## Document extract
········

Aceso Under Glass

I’ve talked a lot about controlling for confounding variables (also known as backing them out of your analysis), by which I mean, I’ve insulted several researchers for not doing it. And sometimes it is as obvious as I make it sound (controlling for smoking when studying coronary events). But sometimes it’s not. Eztra Klein has a great post about what it means to control for something.  If black and white people receive equal sentences for using crack and powder cocaine the system is, in one sense, not-racist.  But the fact that crack cocaine gets penalties so much higher than powder cocaine, and crack is more associated with black people, means that black people end up with much more jail time.  If the sentencing discrepancy is based on good reasons (e.g. yes, murder should get more jail time than jay walking), it’s not racist.  If the sentencing discrepancy exists entirely because crack is associated with black people, then it’s extremely racist, and the people who receive higher sentences for crack use are victims of racism against black people regardless of their race.  Klein takes on racism in the context of crime.  It’s true that you can almost close the criminal justice gap by controlling for things like income and type of offense, but those things are not necessarily independent of race.  It’s an excellent piece and you should read it both for it’s excellent explanation of how statistical modeling works, and its commentary on race in America.

········

## Supplied records
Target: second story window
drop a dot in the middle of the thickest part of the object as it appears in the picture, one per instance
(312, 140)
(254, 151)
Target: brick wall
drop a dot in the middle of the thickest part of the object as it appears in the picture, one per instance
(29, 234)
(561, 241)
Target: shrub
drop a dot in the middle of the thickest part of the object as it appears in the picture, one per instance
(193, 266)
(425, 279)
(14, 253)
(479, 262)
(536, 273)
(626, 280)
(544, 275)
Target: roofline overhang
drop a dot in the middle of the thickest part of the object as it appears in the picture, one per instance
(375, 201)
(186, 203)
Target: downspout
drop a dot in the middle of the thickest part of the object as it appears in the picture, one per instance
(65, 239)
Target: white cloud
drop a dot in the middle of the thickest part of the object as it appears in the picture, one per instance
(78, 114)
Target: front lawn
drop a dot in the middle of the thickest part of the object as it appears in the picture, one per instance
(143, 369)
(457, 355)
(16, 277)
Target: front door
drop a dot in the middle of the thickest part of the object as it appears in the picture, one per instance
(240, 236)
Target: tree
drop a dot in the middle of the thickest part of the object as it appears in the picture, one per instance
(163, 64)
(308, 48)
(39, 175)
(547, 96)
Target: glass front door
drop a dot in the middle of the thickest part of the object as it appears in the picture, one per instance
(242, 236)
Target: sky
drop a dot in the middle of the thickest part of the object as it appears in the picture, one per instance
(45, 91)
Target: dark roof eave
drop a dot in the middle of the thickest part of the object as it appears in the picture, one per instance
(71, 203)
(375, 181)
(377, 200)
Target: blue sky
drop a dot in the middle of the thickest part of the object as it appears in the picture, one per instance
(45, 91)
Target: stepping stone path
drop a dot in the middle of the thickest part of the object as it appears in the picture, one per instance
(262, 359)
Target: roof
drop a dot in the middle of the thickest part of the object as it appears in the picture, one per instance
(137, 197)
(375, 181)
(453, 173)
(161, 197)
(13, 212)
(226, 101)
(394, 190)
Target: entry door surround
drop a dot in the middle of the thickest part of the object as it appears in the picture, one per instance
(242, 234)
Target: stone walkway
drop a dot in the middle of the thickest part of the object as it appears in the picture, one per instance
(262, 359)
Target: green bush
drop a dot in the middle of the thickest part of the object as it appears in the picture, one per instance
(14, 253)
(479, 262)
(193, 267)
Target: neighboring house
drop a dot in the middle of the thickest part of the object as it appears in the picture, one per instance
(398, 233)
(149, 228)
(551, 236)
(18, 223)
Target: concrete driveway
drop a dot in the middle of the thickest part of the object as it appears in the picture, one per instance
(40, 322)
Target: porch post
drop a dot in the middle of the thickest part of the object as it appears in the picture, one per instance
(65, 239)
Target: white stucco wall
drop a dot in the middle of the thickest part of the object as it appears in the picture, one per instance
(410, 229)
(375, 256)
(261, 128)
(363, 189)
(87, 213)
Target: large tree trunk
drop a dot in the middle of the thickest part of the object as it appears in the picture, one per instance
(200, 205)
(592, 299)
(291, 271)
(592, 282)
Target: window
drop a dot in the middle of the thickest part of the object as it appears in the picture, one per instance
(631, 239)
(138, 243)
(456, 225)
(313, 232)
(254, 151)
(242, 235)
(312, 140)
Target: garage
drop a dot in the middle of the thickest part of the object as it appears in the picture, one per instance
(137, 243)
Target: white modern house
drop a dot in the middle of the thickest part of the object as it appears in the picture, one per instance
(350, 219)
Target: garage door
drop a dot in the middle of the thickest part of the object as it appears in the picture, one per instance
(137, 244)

········

## Your goal
Please carry on the post about controlling for confounding variables, starting right after its last sentence. The listing has nothing to do with the post on controlling for confounding variables.

## Reply to the exercise
This comes up with obesity too.  Someone went through and calculated life expectancy for each BMI* category (*moment of side eye for categorical analysis*), and found that while obesity (BMI >= 30) and being underweight (BMI < 18.5) were associated with excess deaths relative to normal weight, being overweight ( 25 <= BMI < 30), was not.  First, I find it extremely telling that their description was “not associated with excess deaths”, when the more accurate description would be “associated with noticeably fewer deaths.”  BMI-overweight people actually lived longer than BMI-normal people.  Allow me to summarize the conversation that followed.

Fat advocacy groups: see, fat isn’t unhealthy.  In fact, it’s the healthiest.
Pro-weight-loss groups: Bullshit.  The study doesn’t account for things that make you thin and then kill you, like cancer, or anorexia.
FAs: Okay, so when a confound causes death and skinniness, it’s legitimate, but if it causes death and fatness** it’s an excuse to let ourselves go?
Team skinny: What’s the alternative, let you be fat? Let you feel good about being fat? I can’t talk about this with you until you’re ready to take it seriously.

What’s the lesson here?  First, it’s to define your question very well.  Do you care if literally changing someone’s skin color improves their life, or if there is an overall system in which one color consistently comes up as the loser?  Is weight a good predictor of health outcomes, or is it a determinant of them?  Designing experiments to tease out these variables is incredibly hard.  Almost everything we know that affects weight also affects health.  The exception is liposuction, and my understanding is it is not associated with any health gains, but then, it’s barely associated with weight loss.  The situation with race, crime, and justice is even worse.

The second is that BMI is not only bullshit because it tosses a bunch of data away, but because the category boundaries are, at best, based on absolutely no data at all.

*Normally we would side eye use of BMI, but massive population studies are the one time it’s kind of okay.

**E.g. Type 2 Diabetes, sedentary lifestyle, poor diet\

This entry had better save someone’s life because WordPress ate the entirety of the first draft and half the second draft and it was not easy to recreate.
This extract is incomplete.